Top of Extract to read
It’s my birthday next week, again!  Birthdays are always a time of mixed feelings for me.  A period of reflection on the past year and of planning for the coming one.  But this, my 36th birthday, feels very different.  When I look back on everything that has happened in the last 12 months, I actually can’t believe it.

The last year has seen me taking lots of small, seemingly insignificant steps, which have somehow accumulated to bring me so much closer to my “dream life” than I could have thought possible when I was turning 35!  Slowly, almost imperceptibly, I have begun to change.  So here’s the run down!

I started coaching nutrition clients!  Even as I type this, I almost can’t believe it.  After all the training, the research and my own trial and error, this year it was finally time to take the plunge.  I was wracked with impostor syndrome.  I felt sure someone would interrupt my presentation to ask “why should we be listening to you, what do you know?”  Surprisingly, this did not happen.  Naturally, I was very nervous during that first presentation, but I think I relaxed in to it.  Six weeks later when I was closing out with that first group, it felt like no big deal anymore!

The other big thing that happened is that I qualified as a Zumba instructor and recently began to teach classes.  I have spoken about this in previous posts, so suffice is to say, the nerves and anxiety were back with a vengeance.  Even attending the training I felt like a fraud.  I didn’t have the right gear, I wasn’t as good as the other girls, I wasn’t fit enough, etc., etc., etc!  Of course, this was ridiculous.  Both training days were a complete blast.  I can’t think of a better way to spend a day than dancing with 50 like minded ladies.  I have even signed up for another course in December.
Bottom of Extract to read
Top of Available data
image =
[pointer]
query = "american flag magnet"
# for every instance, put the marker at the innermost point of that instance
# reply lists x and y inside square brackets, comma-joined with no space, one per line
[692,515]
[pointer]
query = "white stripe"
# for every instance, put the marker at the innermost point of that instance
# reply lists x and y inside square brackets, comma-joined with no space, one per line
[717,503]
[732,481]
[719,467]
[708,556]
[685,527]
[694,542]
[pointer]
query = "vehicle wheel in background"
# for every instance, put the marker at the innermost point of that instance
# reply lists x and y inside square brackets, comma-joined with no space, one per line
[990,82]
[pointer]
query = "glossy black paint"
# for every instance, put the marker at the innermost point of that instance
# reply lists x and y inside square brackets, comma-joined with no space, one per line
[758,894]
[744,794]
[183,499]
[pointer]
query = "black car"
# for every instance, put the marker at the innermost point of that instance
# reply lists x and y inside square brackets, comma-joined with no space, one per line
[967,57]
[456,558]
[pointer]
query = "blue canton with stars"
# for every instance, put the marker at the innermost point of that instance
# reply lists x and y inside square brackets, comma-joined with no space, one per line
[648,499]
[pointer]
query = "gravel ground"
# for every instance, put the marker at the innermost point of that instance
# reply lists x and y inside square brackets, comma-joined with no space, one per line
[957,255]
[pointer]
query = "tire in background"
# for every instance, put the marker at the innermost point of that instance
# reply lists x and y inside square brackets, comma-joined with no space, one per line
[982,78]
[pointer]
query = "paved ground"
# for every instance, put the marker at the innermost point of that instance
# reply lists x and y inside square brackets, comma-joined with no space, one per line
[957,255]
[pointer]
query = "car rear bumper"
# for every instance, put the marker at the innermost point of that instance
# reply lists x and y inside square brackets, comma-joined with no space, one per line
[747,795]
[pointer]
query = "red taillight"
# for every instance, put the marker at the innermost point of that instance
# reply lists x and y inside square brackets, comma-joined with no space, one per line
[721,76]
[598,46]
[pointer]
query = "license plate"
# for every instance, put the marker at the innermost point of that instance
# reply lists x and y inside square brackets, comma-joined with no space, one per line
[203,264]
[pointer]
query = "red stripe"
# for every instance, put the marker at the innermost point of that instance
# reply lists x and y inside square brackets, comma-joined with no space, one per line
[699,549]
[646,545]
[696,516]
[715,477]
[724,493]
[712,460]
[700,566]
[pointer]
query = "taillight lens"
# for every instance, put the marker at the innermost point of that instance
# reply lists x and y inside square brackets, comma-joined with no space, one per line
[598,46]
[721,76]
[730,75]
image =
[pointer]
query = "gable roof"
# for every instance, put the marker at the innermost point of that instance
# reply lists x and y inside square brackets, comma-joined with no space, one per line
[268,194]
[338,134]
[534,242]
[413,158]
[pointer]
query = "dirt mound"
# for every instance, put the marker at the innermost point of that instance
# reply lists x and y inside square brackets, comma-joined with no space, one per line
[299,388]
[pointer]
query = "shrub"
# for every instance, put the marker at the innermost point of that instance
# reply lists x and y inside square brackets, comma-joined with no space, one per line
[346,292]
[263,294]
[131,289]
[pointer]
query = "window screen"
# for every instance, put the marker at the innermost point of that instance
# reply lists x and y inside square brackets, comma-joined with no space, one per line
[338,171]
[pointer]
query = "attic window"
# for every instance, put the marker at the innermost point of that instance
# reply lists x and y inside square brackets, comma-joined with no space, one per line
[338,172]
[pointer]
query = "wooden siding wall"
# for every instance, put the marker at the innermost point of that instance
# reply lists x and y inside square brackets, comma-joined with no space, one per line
Bottom of Available data
# Task requirements
A: Answer these questions from the birthday post:
(i) Which birthday is the writer about to have?
(ii) How many weeks after the first presentation did the writer close out with the first nutrition group?
(iii) How many ladies did the writer dance with at the Zumba training?
B: Write out the part of the birthday post that begins at the words "The other big" and ends after the words "course in December.".

# Results by task
A:
(i) The 36th birthday.
(ii) Six weeks.
(iii) 50.

B:
The other big thing that happened is that I qualified as a Zumba instructor and recently began to teach classes.  I have spoken about this in previous posts, so suffice is to say, the nerves and anxiety were back with a vengeance.  Even attending the training I felt like a fraud.  I didn’t have the right gear, I wasn’t as good as the other girls, I wasn’t fit enough, etc., etc., etc!  Of course, this was ridiculous.  Both training days were a complete blast.  I can’t think of a better way to spend a day than dancing with 50 like minded ladies.  I have even signed up for another course in December.